__Provided text__:
=====

In late November, Workers Party president Rashed Khan Menon appealed to various political parties to take joint action against the government. The Workers Party, which is another Stalinist formation and a member of Hasina’s ruling alliance, is desperately attempting to hoodwink its supporters by distancing itself from the government’s repressive actions.

All these Stalinist parties have a long record of aligning themselves with both of the country’s main bourgeois parties. In 1983, the CPB joined the Awami League-led 15-party alliance against the military rule of Hussain Muhammad Ershad. In 2006 it supported the BNP and since 2008 it has been part of Hasina’s grand electoral alliance.

The sordid political manoeuvres of the BNP, the Stalinists and other bourgeois parties, reflect their concerns about the deep-seated mass anger of working people over rising inflation, job cuts and government moves to privatise state-owned enterprises.

In the last six months, the prices of more than 50 essential medicines have increased. In early August, the government announced a more than 40 percent increase in fuel prices—the highest rises in Bangladeshi history—which immediately triggered nationwide protests of workers and the poor.

In November, the price of loose flour increased by 4 percent to 60–63 taka per kilogram. This month the average bulk electricity price will be increased by 20 percent, even as consumers suffer from daily power cuts. Bangladesh imports almost 77 percent of its total oil and refined fuels.

Anger is brewing, particularly among the country’s four million Bangladesh garment workers, who have suffered hundreds of thousands job losses, wage cuts and unpaid salary arrears during the pandemic.

On October 10, Janoron Sweater workers in Ashulia demonstrated to demand outstanding wages. On November 2, Olio Apparels workers protested due to four-month’s unpaid wages. On December 13, workers at the New Line Clothing Company in Gazipur took action for between three and five months of unpaid wages.

Farmers have also held demonstrations in Jamalpur, Rangpur and several other districts, to demand an uninterrupted supply of fertilisers.

Since coming to power in 2009, Hasina’s Awami League-led regime has ruthlessly mobilised the police and the notorious Rapid Action Battalion to repress all opposition from workers and the poor.

In January 2019, police shot dead a garment employee and injured scores when thousands of garment workers struck to demand a wage rise. Under bogus claims of fighting drugs in 2018, Bangladeshi police have conducted a systemic campaign against the population killing over 100 people and arresting about 12,000.

=====

__Excerpted records__:
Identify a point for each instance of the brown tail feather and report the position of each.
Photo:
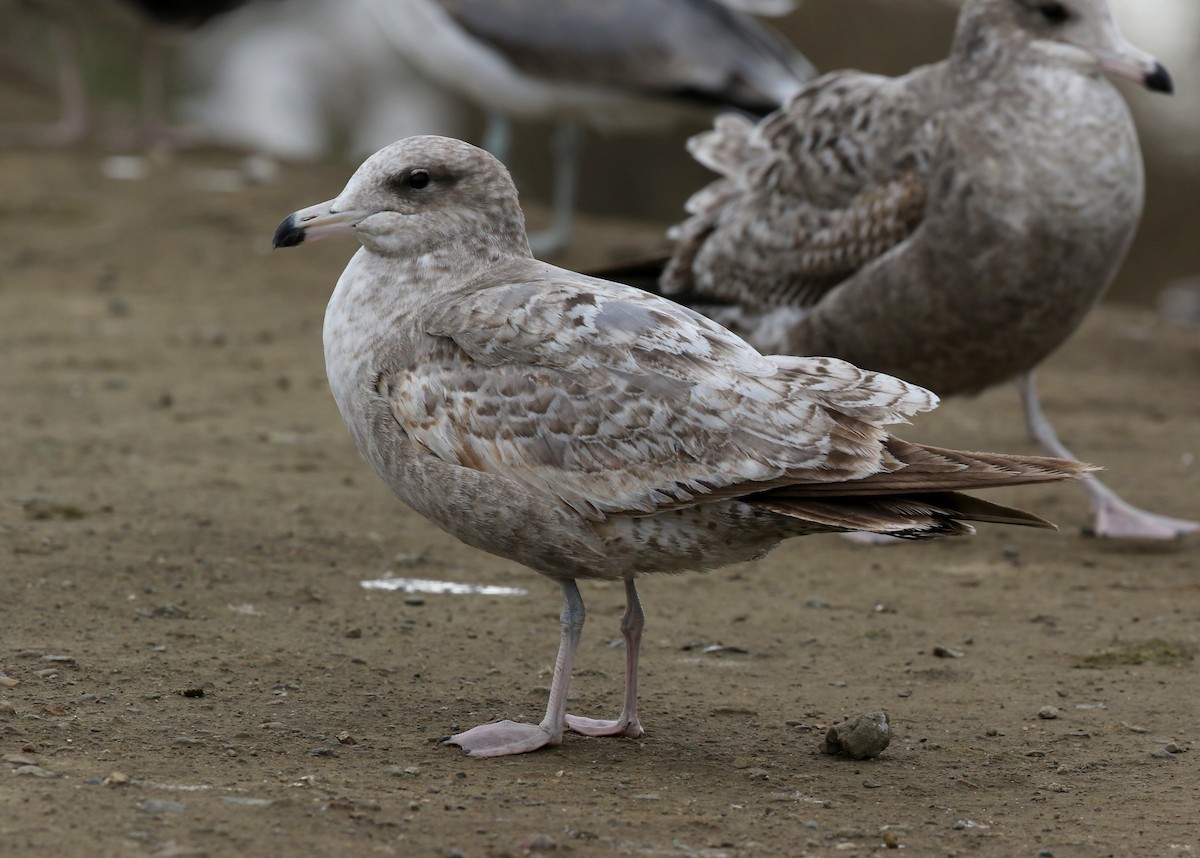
(937, 514)
(936, 469)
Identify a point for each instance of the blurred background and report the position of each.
(305, 81)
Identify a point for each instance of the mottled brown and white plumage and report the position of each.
(952, 226)
(591, 430)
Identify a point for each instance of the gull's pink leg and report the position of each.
(502, 738)
(72, 125)
(631, 624)
(1114, 517)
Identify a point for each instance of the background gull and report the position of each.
(952, 227)
(591, 430)
(619, 64)
(161, 18)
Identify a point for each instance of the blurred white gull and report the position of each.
(591, 430)
(309, 79)
(615, 65)
(162, 21)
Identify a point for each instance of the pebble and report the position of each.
(948, 652)
(538, 843)
(35, 772)
(245, 802)
(862, 737)
(160, 805)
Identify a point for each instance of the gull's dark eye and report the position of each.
(1054, 12)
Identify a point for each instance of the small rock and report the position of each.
(160, 805)
(18, 760)
(861, 737)
(39, 772)
(538, 843)
(246, 802)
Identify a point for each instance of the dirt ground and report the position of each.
(195, 669)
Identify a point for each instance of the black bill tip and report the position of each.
(288, 234)
(1159, 81)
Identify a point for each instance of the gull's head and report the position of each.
(417, 195)
(1079, 33)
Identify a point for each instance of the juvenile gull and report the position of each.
(591, 430)
(952, 227)
(616, 65)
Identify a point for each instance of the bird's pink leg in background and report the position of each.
(1114, 516)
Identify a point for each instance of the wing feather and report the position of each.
(617, 401)
(820, 189)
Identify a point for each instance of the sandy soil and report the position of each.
(195, 667)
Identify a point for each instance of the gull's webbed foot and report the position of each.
(502, 738)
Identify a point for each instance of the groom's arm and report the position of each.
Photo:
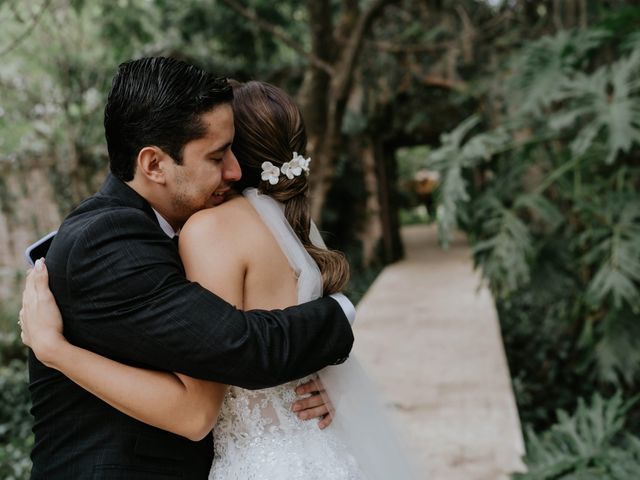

=====

__Work order 1__:
In the article on Bangladesh, how much of the country's total oil and refined fuels does Bangladesh import?
__Work order 2__:
Carry on the article on Bangladesh from its last sentence.
The listing has no connection to the article on Bangladesh.

__Final answer 1__:
Almost 77 percent.

__Final answer 2__:
Like every other country, the deepening economic crisis in Bangladesh is a direct result of the US-NATO proxy war in Ukraine and the impact of the ongoing COVID-19 pandemic.

After having recorded several years of increased foreign currency reserves, Bangladesh’s current reserves have dropped to $US34.47 billion. At the end of June this year its foreign debt soared to $94.5 billion. In August, inflation surged to a 10-year high of 9.52 percent and continues to rise.

According to the International Monetary Fund’s October global outlook report, Bangladesh’s GDP growth forecast for fiscal year 2022–23 will decline to 6 percent, down from the government’s target of 7.5 percent. The Hasina government is currently attempting to secure a $4.5 billion IMF bailout package, the third country in South Asia behind Pakistan and Sri Lanka to seek help this year.

The World Bank reported in October that “revenues from self-employment [in Bangladesh], as well as median earnings for salaried and wage workers, still have not bounced back to levels commonly reported before the pandemic.”

Even though the BNP is attempting to seize upon the growing mass discontent, this right-wing bourgeois party, which has deep connections to the military, was deeply hated for its repressive rule. In the December 2008 general elections, it was routed with its number of parliamentary seats reduced from 300 to 29.

The BNP and the Awami League are pro-imperialist big business parties. They depend on the political support of the Bangladesh Stalinists, pseudo-left organisations and unions to maintain capitalist rule and impose the burden of the capitalist crisis on the working class and the poor.